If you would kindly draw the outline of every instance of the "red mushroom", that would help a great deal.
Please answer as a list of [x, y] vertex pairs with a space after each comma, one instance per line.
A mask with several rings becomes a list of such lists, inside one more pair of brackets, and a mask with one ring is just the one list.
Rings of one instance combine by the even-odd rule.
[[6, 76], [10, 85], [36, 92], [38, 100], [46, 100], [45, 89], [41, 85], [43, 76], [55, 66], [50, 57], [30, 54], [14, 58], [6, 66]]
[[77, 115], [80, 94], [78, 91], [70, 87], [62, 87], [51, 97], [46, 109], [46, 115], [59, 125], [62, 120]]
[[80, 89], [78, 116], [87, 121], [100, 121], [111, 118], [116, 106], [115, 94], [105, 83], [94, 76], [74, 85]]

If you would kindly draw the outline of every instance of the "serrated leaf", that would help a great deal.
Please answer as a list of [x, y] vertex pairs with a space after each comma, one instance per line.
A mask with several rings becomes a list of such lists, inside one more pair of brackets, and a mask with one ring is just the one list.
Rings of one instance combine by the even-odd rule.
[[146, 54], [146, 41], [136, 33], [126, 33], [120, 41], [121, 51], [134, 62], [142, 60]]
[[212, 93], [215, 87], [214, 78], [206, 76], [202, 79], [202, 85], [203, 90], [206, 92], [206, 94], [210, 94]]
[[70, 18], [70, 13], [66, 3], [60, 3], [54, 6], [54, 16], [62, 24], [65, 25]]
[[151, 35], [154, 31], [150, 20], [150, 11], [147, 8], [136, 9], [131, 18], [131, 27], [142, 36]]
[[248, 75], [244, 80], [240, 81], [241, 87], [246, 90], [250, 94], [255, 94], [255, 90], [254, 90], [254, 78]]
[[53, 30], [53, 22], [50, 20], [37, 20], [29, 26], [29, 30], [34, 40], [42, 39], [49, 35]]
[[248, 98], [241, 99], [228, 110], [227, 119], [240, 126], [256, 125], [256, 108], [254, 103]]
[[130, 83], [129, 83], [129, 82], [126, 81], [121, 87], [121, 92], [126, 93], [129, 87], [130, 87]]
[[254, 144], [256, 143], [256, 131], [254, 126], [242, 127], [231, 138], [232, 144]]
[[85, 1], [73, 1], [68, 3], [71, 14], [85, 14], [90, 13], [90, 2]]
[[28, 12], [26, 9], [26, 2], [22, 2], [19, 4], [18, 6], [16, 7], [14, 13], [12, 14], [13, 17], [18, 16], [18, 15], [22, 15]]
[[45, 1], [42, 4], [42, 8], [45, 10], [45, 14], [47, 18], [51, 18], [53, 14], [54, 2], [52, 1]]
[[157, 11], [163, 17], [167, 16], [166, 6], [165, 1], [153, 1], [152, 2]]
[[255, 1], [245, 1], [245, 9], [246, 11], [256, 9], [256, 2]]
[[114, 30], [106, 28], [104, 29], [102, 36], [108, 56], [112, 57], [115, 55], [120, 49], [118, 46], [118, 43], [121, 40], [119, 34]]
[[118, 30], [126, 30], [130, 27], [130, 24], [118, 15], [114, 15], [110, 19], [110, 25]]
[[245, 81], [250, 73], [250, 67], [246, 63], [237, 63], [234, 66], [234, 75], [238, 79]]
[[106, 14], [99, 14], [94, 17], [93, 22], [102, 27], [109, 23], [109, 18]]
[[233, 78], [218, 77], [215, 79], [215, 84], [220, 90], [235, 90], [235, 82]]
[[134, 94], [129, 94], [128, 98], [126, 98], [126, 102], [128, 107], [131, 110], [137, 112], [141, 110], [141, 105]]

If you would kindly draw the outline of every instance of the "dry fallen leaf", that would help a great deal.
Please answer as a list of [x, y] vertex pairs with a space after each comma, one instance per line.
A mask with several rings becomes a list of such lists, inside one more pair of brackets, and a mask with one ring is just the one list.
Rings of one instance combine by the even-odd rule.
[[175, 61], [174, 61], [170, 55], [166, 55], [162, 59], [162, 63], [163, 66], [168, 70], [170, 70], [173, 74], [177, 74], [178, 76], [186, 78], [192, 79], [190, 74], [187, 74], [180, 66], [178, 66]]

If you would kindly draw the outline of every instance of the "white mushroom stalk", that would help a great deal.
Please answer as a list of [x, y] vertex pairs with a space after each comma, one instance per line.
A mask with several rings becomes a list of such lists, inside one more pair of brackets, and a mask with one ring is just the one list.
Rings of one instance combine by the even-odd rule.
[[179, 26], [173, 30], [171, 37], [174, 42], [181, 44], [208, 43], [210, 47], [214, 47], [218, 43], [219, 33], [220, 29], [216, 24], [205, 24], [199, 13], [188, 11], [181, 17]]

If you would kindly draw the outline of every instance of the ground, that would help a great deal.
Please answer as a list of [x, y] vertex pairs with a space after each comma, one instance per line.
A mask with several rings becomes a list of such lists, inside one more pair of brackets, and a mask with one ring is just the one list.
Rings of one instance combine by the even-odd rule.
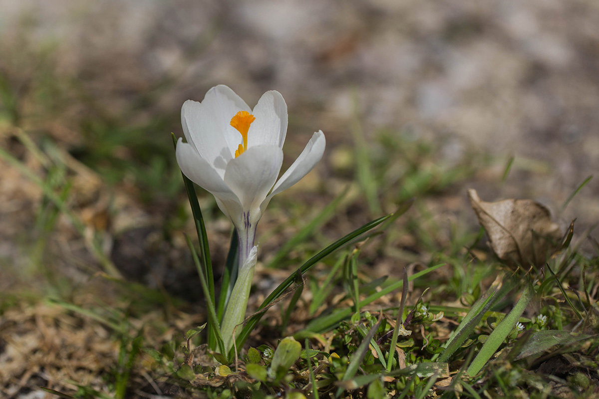
[[[562, 232], [576, 218], [573, 243], [581, 256], [597, 257], [589, 229], [599, 221], [599, 178], [568, 202], [599, 170], [596, 2], [0, 0], [0, 11], [7, 397], [44, 397], [40, 386], [114, 395], [115, 376], [127, 369], [119, 348], [133, 345], [114, 338], [114, 323], [128, 321], [119, 333], [126, 337], [144, 325], [151, 346], [203, 322], [183, 236], [194, 228], [170, 133], [182, 134], [183, 102], [216, 84], [250, 105], [267, 90], [282, 93], [285, 166], [314, 131], [327, 139], [319, 166], [277, 196], [261, 221], [250, 307], [323, 245], [412, 198], [397, 226], [364, 245], [361, 281], [447, 262], [432, 273], [425, 300], [464, 305], [463, 296], [484, 291], [499, 273], [459, 265], [477, 277], [456, 277], [465, 248], [494, 258], [477, 239], [468, 188], [486, 201], [538, 201]], [[345, 190], [334, 212], [320, 214]], [[223, 264], [230, 223], [209, 195], [199, 199], [214, 264]], [[318, 229], [277, 257], [314, 217]], [[280, 267], [269, 267], [273, 260]], [[317, 265], [315, 278], [330, 266]], [[411, 305], [427, 287], [415, 285]], [[149, 299], [146, 288], [158, 296]], [[313, 293], [302, 295], [307, 307]], [[400, 297], [369, 310], [397, 307]], [[271, 313], [269, 321], [279, 322]], [[300, 306], [286, 332], [313, 316]], [[439, 336], [459, 320], [450, 319]], [[282, 336], [260, 334], [256, 346]], [[128, 395], [153, 383], [155, 394], [167, 395], [149, 366], [134, 370]]]

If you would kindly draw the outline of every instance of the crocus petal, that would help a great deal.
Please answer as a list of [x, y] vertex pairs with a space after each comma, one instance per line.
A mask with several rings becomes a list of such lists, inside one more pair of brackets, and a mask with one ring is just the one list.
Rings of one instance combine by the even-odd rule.
[[[283, 151], [276, 145], [251, 147], [231, 160], [225, 172], [225, 183], [237, 195], [244, 211], [259, 211], [282, 163]], [[259, 218], [260, 215], [252, 217]]]
[[287, 104], [281, 93], [267, 92], [252, 113], [256, 117], [247, 134], [247, 146], [277, 145], [283, 147], [287, 133]]
[[275, 184], [267, 200], [270, 200], [275, 194], [287, 190], [307, 175], [322, 157], [325, 144], [325, 135], [322, 130], [312, 135], [312, 138], [306, 144], [304, 151]]
[[180, 138], [175, 153], [181, 171], [194, 183], [210, 193], [232, 193], [214, 167]]
[[[210, 193], [216, 199], [216, 204], [229, 219], [241, 216], [243, 209], [237, 196], [225, 184], [214, 168], [198, 153], [190, 144], [177, 142], [177, 162], [188, 179]], [[237, 217], [241, 221], [240, 217]]]
[[251, 109], [233, 90], [222, 84], [209, 90], [202, 102], [187, 100], [181, 109], [187, 142], [202, 158], [223, 170], [233, 157], [231, 149], [237, 148], [241, 141], [239, 132], [231, 126], [231, 118], [240, 111]]

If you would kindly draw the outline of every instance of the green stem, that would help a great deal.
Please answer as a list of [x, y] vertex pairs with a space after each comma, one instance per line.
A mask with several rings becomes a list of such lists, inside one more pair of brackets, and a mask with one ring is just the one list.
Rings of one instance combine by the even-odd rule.
[[532, 287], [527, 285], [524, 288], [520, 299], [516, 303], [512, 311], [508, 313], [507, 316], [497, 325], [497, 327], [493, 332], [491, 333], [486, 342], [480, 349], [480, 352], [476, 355], [474, 360], [472, 361], [466, 373], [470, 376], [475, 376], [478, 374], [480, 369], [483, 368], [485, 364], [492, 357], [495, 351], [499, 348], [501, 343], [506, 340], [508, 334], [518, 322], [518, 319], [524, 313], [526, 307], [528, 306], [531, 300], [533, 299], [533, 295], [534, 291]]

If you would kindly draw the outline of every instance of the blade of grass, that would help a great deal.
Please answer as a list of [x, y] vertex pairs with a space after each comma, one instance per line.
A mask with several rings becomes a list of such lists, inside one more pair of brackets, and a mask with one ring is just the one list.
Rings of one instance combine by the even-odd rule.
────
### Problem description
In the entries, replace "vertex pairs" with "coordinate pairs" in the lines from the one containing "ground, that would help a great deal." through the one containing "366], [134, 370]]]", and give back only those lines with nothing else changed. Leave the pictures out.

### Response for this exercise
If you would kindly draw the outline of every instance of the ground, that would help a great deal.
Please answer as a list of [x, y] coordinate pairs with a space after each comma, one instance per line.
A mask with several rings becomes a list of such lists, inside one more pair of brackets, and a mask with one ring is just the one list.
Rings of one instance combine by the even-odd rule.
[[[562, 232], [576, 218], [573, 243], [581, 256], [597, 257], [589, 229], [599, 221], [599, 178], [568, 202], [599, 170], [596, 2], [0, 0], [0, 11], [7, 397], [44, 397], [40, 386], [114, 395], [115, 376], [127, 369], [119, 348], [133, 345], [114, 338], [114, 323], [128, 321], [119, 333], [126, 337], [144, 325], [151, 346], [203, 322], [183, 236], [194, 228], [170, 133], [182, 134], [183, 102], [216, 84], [250, 105], [267, 90], [282, 93], [285, 166], [314, 131], [327, 139], [319, 166], [277, 196], [261, 221], [250, 307], [323, 245], [412, 198], [397, 226], [364, 245], [361, 281], [447, 262], [432, 273], [425, 300], [464, 305], [463, 296], [484, 291], [499, 273], [459, 265], [477, 277], [456, 277], [465, 248], [494, 258], [477, 239], [468, 188], [486, 201], [538, 201]], [[345, 190], [334, 212], [320, 214]], [[223, 264], [230, 223], [209, 195], [199, 199], [214, 264]], [[318, 229], [277, 257], [314, 217]], [[280, 267], [269, 267], [273, 260]], [[317, 265], [315, 278], [330, 266]], [[411, 305], [427, 287], [415, 285]], [[149, 299], [146, 288], [158, 296]], [[313, 293], [302, 295], [307, 307]], [[400, 297], [369, 310], [397, 307]], [[271, 313], [269, 321], [279, 322]], [[300, 306], [286, 332], [313, 316]], [[439, 336], [459, 320], [450, 319]], [[282, 336], [260, 334], [256, 346]], [[128, 395], [153, 383], [155, 394], [167, 395], [149, 366], [134, 370]]]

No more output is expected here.